| Data supplied |
* Start *
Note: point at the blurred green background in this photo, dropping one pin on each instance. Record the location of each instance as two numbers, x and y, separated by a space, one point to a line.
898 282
* End *
* Start *
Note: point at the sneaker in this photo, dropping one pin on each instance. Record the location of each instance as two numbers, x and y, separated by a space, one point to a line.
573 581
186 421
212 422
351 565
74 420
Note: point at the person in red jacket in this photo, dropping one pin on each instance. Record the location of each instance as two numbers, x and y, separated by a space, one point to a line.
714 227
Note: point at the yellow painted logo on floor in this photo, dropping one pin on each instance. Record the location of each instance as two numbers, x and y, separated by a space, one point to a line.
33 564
* End *
Find every line in the data above that contains the word "dropping" and copy each of those lines. Treat the match as case-sensitive.

Note: point at the blurred green background in this photo, dropping one pin on each instance. Record the location of each instance as two numbers, x and y, separated by a space, one point to a line.
Note: point at the sneaker in this photo, dropping one pin on each instance. Record the location of each instance as two numbers, x and y, separated by a space, one point to a line.
Note: point at the person in red jacket in this photo, dropping one pin on each instance. Record the location of each instance as two numbers, x and y, separated by a space, one point to a line.
Note: point at the yellow painted logo on floor in this photo, dropping one pin on each instance. Record the location of each instance as two numbers, x and y, separated by a space, one point to a line.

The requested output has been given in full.